_CONSIGNES DE L’EXERCICE_.
1) Traduisez en anglais la phrase suivante du texte sur les romans de George Sand : « C’est un livre qui nous apprend de singulières nouvelles et qui affecte de singulières prétentions. »
2) Transcrivez fidèlement le passage du texte sur les romans de George Sand qui commence par « C’est un livre, allez ! » et se poursuit jusqu’à « lui prévenir l’esprit ! ».
==== TEXTE PROPOSÉ ====
C’est un livre, allez ! qui en étonnera plus d’un. Cela n’a l’air de rien du tout ; c’est une bagatelle en apparence, faite avec des centons de préface, avec des morceaux détachés, jetés ici et là, et ramassés par une main qu’on ne croyait pas si prudente ; mais c’est très-gros de visée. C’est un livre qui nous apprend de singulières nouvelles et qui affecte de singulières prétentions. Mme George Sand prend, les uns après les autres, la plus grande partie de ses romans et sur tous elle écrit, quelquefois avec une brièveté d’oracle, ce qu’il faut penser littérairement ou moralement (moralement surtout !) de chacun de ces romans fameux. Elle fait pour la Postérité, sans doute, ce que fait Chicaneau dans les Plaideurs, par le soupirail de la cave :

… Il s’en va lui prévenir l’esprit !
==== DONNÉES FOURNIES ====
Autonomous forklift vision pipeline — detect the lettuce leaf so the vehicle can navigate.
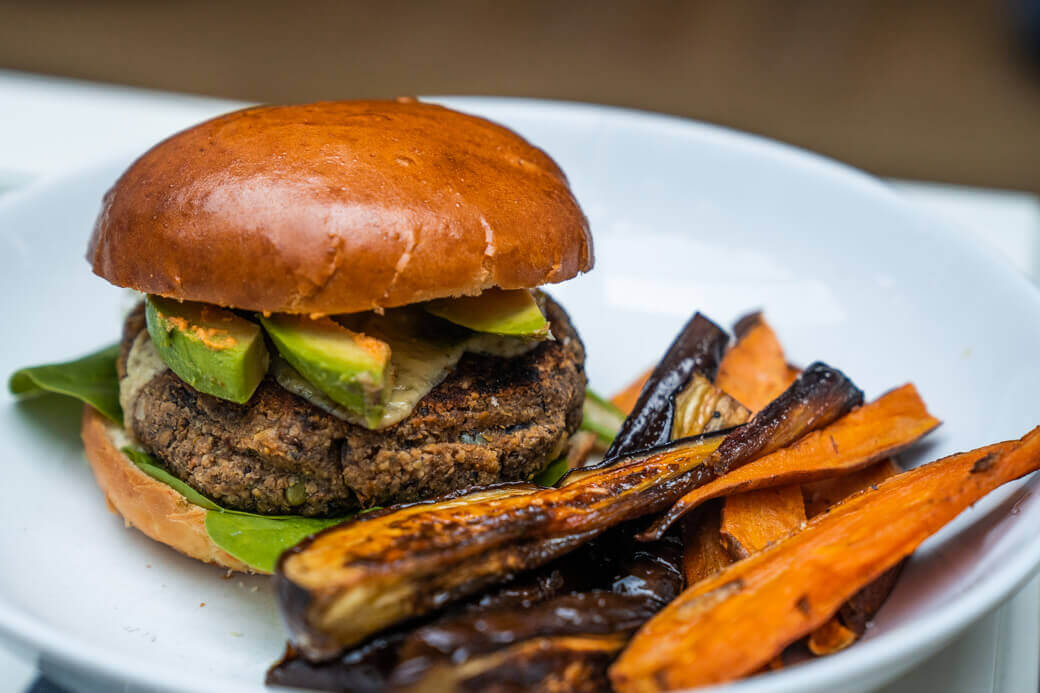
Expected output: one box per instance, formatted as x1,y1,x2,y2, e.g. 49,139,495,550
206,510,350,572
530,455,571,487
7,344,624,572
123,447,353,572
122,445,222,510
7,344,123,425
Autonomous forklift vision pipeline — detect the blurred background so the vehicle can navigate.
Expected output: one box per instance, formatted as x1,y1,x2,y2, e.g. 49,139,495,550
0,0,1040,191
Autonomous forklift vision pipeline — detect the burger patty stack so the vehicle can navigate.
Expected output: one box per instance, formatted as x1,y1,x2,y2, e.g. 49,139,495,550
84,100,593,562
====
_LISTE DES RÉPONSES_.
1) It is a book that brings us strange news and puts forward strange pretensions.

2)
C’est un livre, allez ! qui en étonnera plus d’un. Cela n’a l’air de rien du tout ; c’est une bagatelle en apparence, faite avec des centons de préface, avec des morceaux détachés, jetés ici et là, et ramassés par une main qu’on ne croyait pas si prudente ; mais c’est très-gros de visée. C’est un livre qui nous apprend de singulières nouvelles et qui affecte de singulières prétentions. Mme George Sand prend, les uns après les autres, la plus grande partie de ses romans et sur tous elle écrit, quelquefois avec une brièveté d’oracle, ce qu’il faut penser littérairement ou moralement (moralement surtout !) de chacun de ces romans fameux. Elle fait pour la Postérité, sans doute, ce que fait Chicaneau dans les Plaideurs, par le soupirail de la cave :

… Il s’en va lui prévenir l’esprit !